▸ GIVEN EXERCISE 1:
Below are a forum thread and some rows. Pull out every line of the rows that contains the string "cathedral", matching case exactly.

▸ SOURCE PASSAGE:

# Gaggia Classic Boiler bolt sheered off into Group Head



## Badgerman (Nov 23, 2017)

Hi All,

Having followed the numerous other threads about stuck Boiler- Group head bolts I have got landed with a thread sticking out of group head. I have tried heat, Putty Caff soaking, mole grips, cutting a horizontal thread for a flat had screw driver.

Any thoughts as per attached? Or is it new group head or can i cope with 3 bolts ?


----------



## ashcroc (Oct 28, 2016)

Badgerman said:


> Hi All,
> 
> Having followed the numerous other threads about stuck Boiler- Group head bolts I have got landed with a thread sticking out of group head. I have tried heat, Putty Caff soaking, mole grips, cutting a horizontal thread for a flat had screw driver.
> 
> ...


With the pressure involved, I doubt it'd work on only 3 bolts.

You could probably get it drilled & tapped if you have access to a drill press.

Failing that replacements are available for a price.


----------



## AndyDClements (Aug 29, 2016)

If all attempts such as decent vice grips have failed (on that point, initial turn should be to tighten, then backwards to loosen, and repeat), and you can cut (or file) if off flat. You can drill the depth of it with a small drill (say 2mm-3mm) then increase in size until the drill is only leaving the thread (c4mm hole), that gives you a spiral of steel which you can then pick out using a small pointed hook. Done it on car bits, would help but guess you're not here in the middle of Norfolk.


----------



## El carajillo (Mar 16, 2013)

You could try a screw extractor but if the extractor breaks off you will need a new base.

Best option to cut off flush with base, carefully mark the centre of the bolt with a centre punch,drill a small hole as a guide then drill out to the root size of the bolt. Then re-tap with a new thread. A local engineering works would probably do this for you if you do not have access to the tools.

Initially you could try really tightening the moles and try rocking back and forth to try to release it.


----------



## Badgerman (Nov 23, 2017)

Thanks all! Much appreciated, I don't have a table drill so think I will try a local engineering company.

i think the group head is brass as I have the Gold colour ltd edition Gaggia. Does that make it harder or easier to sort out?


----------



## Badgerman (Nov 23, 2017)

I did it. Had some weetabix and then tried some serious brute force with needle nose plyers and the tightening and undoing as suggested.

Such a a good feeling!

to replace the bolts I was going for some M6 16mm s/s from eBay, but wondered about hex head so can use a socket. Would this be better?

▸ DATA FOR PROCESSING:
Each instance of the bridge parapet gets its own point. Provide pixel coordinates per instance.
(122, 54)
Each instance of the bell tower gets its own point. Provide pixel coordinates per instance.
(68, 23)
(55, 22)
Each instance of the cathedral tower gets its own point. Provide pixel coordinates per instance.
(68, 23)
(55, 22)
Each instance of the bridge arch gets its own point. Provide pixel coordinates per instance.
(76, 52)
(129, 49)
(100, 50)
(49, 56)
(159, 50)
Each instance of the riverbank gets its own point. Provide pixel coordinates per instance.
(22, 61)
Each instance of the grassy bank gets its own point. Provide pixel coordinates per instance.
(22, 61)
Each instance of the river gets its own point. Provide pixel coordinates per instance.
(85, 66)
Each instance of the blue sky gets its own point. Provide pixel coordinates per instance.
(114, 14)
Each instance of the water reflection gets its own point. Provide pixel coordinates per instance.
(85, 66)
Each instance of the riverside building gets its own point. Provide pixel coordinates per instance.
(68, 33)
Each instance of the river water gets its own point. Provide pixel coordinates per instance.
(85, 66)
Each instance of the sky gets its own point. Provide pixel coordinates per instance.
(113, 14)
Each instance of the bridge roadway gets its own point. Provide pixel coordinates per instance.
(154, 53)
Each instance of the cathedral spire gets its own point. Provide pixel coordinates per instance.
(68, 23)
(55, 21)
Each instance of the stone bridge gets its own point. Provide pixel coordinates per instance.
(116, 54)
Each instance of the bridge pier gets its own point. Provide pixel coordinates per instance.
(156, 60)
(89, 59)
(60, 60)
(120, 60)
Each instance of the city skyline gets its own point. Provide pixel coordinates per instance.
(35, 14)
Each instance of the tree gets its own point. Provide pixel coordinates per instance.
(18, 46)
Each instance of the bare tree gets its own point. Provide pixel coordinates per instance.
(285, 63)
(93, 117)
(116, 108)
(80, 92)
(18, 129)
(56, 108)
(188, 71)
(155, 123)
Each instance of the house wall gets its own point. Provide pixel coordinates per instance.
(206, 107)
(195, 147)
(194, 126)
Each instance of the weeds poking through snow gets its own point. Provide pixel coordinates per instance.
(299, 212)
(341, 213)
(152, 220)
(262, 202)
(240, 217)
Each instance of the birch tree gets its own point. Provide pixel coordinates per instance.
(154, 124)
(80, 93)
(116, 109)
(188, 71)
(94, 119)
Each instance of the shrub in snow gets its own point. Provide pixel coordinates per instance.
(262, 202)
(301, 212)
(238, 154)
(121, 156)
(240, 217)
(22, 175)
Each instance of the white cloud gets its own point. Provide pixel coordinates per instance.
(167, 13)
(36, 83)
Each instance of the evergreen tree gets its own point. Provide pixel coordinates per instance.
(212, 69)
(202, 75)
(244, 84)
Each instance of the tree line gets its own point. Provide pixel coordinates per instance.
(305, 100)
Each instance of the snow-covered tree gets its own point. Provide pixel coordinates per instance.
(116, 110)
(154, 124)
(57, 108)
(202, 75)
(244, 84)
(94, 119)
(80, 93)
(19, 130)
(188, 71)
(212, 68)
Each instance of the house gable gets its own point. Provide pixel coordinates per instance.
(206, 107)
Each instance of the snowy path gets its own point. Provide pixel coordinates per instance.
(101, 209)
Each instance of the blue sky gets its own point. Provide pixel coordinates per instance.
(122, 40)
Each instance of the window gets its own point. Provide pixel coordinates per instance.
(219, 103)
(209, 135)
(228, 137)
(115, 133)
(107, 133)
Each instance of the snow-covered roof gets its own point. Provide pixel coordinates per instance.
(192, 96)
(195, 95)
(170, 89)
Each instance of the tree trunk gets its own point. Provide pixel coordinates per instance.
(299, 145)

▸ GIVEN EXERCISE 2:
From the forum thread about the broken Gaggia boiler bolt, duplicate word for word the passage starting at "## AndyDClements (Aug" and ending at "(Mar 16, 2013)".

▸ TASK ANSWER 1:
Each instance of the cathedral tower gets its own point. Provide pixel coordinates per instance.
Each instance of the cathedral spire gets its own point. Provide pixel coordinates per instance.

▸ TASK ANSWER 2:
## AndyDClements (Aug 29, 2016)

If all attempts such as decent vice grips have failed (on that point, initial turn should be to tighten, then backwards to loosen, and repeat), and you can cut (or file) if off flat. You can drill the depth of it with a small drill (say 2mm-3mm) then increase in size until the drill is only leaving the thread (c4mm hole), that gives you a spiral of steel which you can then pick out using a small pointed hook. Done it on car bits, would help but guess you're not here in the middle of Norfolk.


----------



## El carajillo (Mar 16, 2013)